Start of DATA
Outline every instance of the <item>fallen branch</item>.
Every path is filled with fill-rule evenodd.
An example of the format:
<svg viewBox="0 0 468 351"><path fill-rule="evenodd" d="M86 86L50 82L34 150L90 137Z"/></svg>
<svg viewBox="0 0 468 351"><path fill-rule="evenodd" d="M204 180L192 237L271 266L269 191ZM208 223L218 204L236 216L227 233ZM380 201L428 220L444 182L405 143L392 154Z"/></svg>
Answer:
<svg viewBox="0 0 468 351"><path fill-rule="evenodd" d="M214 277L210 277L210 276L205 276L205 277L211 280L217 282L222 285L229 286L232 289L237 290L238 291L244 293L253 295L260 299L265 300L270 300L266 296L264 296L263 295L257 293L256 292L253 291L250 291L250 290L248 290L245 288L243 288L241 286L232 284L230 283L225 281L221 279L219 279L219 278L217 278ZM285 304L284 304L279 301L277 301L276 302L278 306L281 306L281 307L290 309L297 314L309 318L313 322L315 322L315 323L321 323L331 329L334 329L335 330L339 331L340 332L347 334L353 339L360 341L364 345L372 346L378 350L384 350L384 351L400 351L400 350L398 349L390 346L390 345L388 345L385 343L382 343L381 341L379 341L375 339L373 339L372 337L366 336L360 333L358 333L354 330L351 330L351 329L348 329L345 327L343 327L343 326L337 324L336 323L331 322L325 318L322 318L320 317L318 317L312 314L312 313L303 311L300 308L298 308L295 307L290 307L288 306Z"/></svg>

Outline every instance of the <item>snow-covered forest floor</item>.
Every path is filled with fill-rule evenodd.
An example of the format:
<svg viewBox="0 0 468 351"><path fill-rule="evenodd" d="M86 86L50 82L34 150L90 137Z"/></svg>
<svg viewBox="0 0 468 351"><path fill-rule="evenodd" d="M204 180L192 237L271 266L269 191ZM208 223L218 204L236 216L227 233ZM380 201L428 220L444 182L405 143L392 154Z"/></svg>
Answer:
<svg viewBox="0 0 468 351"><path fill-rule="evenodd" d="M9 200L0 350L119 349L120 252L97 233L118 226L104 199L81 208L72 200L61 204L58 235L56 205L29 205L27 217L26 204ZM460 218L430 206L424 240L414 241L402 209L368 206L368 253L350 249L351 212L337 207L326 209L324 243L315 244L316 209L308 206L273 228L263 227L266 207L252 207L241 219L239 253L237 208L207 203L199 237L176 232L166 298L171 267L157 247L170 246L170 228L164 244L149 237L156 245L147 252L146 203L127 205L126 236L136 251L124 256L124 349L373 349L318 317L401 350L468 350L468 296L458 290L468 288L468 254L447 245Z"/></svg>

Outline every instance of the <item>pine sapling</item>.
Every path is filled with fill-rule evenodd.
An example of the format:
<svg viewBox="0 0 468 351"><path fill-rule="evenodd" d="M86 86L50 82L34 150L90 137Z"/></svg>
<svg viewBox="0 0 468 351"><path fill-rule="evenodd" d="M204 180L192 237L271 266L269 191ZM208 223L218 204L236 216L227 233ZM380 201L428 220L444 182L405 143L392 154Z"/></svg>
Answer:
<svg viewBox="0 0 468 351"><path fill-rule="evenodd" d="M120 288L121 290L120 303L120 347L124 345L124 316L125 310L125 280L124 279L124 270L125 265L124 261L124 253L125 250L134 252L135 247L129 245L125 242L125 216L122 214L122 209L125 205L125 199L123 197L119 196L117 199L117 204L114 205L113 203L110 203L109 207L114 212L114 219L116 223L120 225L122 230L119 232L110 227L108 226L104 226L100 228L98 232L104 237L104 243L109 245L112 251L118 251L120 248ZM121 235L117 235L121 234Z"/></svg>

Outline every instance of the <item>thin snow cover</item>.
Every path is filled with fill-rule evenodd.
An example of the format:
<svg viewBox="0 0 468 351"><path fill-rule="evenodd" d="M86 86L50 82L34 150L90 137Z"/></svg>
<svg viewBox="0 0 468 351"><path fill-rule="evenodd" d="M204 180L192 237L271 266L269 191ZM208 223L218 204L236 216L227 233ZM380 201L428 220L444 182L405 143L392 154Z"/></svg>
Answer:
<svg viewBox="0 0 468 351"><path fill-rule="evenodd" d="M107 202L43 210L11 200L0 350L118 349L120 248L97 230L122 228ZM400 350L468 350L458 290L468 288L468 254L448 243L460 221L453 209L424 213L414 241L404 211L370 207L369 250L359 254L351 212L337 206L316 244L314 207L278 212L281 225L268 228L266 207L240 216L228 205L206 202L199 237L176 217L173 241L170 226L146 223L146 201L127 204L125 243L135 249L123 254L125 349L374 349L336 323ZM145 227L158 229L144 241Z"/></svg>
End of DATA
Start of DATA
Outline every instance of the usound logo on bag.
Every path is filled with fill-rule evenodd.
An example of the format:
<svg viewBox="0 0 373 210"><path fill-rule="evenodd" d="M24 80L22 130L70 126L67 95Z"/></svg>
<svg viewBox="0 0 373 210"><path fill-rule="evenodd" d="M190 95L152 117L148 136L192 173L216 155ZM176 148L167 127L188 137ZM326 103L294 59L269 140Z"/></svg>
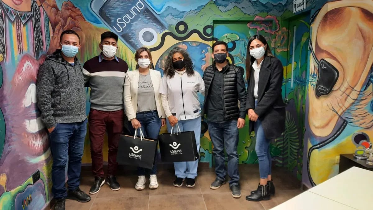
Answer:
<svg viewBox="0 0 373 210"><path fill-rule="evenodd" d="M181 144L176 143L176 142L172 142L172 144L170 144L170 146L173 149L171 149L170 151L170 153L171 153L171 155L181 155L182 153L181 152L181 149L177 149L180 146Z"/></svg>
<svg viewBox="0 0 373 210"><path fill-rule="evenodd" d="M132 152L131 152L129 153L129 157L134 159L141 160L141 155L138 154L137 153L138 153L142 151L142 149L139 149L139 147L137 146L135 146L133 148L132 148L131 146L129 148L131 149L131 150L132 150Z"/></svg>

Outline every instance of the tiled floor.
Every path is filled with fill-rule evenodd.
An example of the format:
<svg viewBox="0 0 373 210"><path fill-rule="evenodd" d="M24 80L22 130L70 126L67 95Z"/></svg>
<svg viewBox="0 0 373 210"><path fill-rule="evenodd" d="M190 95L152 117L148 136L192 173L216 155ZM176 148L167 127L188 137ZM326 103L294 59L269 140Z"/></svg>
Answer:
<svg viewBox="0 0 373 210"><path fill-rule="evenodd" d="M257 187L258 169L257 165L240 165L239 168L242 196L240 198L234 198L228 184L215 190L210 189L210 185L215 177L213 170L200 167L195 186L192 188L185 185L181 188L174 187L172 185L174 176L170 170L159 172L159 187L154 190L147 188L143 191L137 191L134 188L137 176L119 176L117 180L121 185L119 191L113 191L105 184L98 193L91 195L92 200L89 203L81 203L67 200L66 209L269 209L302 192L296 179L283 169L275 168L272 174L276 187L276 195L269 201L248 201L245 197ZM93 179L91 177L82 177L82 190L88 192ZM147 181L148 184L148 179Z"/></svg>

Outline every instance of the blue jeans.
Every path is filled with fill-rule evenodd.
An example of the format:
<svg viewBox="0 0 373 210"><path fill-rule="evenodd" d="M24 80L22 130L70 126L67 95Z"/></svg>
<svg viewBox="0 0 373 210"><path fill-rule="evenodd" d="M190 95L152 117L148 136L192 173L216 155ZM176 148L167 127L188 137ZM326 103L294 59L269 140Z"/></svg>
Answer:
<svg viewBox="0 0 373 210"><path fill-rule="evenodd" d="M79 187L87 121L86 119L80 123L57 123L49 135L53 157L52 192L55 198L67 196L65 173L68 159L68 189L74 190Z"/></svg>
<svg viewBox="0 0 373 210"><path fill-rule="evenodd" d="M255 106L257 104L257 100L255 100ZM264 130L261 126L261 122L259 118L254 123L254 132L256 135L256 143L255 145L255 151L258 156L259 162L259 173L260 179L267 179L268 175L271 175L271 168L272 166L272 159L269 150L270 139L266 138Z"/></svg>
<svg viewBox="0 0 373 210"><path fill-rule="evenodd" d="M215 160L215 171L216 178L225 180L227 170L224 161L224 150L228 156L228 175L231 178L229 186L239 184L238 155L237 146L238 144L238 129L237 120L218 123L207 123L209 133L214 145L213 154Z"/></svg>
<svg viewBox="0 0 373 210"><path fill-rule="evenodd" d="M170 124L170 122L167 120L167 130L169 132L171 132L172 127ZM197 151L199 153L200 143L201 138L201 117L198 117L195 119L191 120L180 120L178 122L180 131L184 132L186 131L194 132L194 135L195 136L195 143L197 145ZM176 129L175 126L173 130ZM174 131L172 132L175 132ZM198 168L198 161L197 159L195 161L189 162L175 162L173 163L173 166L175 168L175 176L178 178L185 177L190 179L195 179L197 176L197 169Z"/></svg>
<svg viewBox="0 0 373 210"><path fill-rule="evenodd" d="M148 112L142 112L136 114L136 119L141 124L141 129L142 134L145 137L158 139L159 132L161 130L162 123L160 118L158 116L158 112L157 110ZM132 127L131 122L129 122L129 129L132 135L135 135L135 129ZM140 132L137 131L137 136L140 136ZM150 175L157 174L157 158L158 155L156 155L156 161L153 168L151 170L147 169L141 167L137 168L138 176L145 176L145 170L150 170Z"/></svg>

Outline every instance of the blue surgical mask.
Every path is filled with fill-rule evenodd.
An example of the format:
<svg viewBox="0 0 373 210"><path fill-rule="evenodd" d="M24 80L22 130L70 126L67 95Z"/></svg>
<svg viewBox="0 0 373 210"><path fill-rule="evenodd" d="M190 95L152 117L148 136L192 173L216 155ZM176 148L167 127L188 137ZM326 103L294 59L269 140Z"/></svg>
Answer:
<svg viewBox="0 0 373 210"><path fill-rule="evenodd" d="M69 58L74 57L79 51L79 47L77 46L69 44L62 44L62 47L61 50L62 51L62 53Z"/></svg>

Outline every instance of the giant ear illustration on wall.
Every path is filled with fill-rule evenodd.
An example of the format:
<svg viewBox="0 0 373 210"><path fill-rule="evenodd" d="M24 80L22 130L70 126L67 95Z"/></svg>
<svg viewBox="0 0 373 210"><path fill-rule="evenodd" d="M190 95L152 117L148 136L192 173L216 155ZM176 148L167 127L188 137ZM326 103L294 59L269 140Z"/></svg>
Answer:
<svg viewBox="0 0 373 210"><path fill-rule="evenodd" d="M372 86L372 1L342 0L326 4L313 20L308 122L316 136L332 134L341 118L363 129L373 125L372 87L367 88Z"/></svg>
End of DATA
Start of DATA
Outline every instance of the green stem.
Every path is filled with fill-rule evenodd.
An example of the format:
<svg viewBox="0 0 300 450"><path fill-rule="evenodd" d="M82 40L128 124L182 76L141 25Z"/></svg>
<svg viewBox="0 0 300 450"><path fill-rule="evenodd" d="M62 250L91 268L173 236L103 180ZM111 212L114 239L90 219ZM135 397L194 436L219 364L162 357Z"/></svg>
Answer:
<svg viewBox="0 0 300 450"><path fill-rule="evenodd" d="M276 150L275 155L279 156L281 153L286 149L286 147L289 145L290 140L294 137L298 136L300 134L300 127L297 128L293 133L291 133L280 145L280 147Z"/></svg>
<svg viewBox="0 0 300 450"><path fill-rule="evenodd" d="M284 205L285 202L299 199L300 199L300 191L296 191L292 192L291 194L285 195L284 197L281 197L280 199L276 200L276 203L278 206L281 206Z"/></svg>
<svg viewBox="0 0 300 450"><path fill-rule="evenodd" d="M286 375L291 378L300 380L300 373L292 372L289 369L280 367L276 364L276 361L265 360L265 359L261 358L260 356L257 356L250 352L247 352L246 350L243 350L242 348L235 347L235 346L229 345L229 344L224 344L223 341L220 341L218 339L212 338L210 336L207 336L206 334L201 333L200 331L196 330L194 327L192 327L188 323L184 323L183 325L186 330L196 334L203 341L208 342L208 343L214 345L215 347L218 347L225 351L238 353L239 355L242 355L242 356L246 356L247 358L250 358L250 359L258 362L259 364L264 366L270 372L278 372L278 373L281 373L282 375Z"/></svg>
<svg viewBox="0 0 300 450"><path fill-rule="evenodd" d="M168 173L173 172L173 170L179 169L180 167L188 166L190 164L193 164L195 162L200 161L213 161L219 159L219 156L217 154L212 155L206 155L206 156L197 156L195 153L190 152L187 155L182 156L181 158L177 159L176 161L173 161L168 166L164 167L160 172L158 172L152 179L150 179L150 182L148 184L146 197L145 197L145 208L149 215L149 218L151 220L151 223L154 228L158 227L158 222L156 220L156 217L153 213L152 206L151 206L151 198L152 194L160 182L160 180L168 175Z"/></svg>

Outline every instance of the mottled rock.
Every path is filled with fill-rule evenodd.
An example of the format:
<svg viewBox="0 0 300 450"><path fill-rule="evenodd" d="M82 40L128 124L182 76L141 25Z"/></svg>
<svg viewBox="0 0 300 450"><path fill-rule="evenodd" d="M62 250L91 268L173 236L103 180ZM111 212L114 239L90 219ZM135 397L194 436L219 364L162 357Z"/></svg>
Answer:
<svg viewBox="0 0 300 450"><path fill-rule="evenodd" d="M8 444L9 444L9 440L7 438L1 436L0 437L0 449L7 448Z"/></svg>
End of DATA
▶ [WHAT IS BEING ASKED] Could you output the records from the line with "Outline every instance of the <item>fallen" up to and including the line with "277L210 277L210 276L205" as a two-column CSV with columns named input and output? Use one row per record, with the record's text and its answer each in a single quoted field and line breaks replaced by spaces.

▶ [RESPONSE FOR THIS EXERCISE]
input,output
"Outline every instance of the <item>fallen branch</item>. Every path is filled with fill-rule evenodd. An example of the format: <svg viewBox=""0 0 468 351""><path fill-rule=""evenodd"" d=""M86 86L50 82L34 150L90 137Z""/></svg> <svg viewBox=""0 0 468 351""><path fill-rule=""evenodd"" d=""M204 180L192 237L271 266L269 191ZM208 223L218 204L236 216L227 233ZM380 201L428 220L444 182L405 143L392 154Z""/></svg> Answer:","<svg viewBox=""0 0 468 351""><path fill-rule=""evenodd"" d=""M214 277L210 277L210 276L205 276L205 277L211 280L217 282L222 285L229 286L232 289L237 290L238 291L244 293L253 295L260 299L265 300L270 300L266 296L264 296L263 295L257 293L256 292L253 291L250 291L250 290L248 290L245 288L243 288L241 286L232 284L230 283L225 281L221 279L219 279L219 278L217 278ZM285 304L284 304L279 301L277 301L276 302L278 306L281 306L281 307L290 309L297 314L309 318L313 322L315 322L315 323L321 323L331 329L334 329L335 330L339 331L340 332L347 334L353 339L360 341L364 345L372 346L378 350L384 350L384 351L400 351L400 350L398 349L390 346L390 345L388 345L385 343L382 343L381 341L379 341L375 339L373 339L372 337L366 336L360 333L358 333L354 330L351 330L351 329L348 329L345 327L343 327L343 326L337 324L336 323L331 322L325 318L322 318L320 317L318 317L312 314L312 313L303 311L300 308L298 308L295 307L290 307L288 306Z""/></svg>"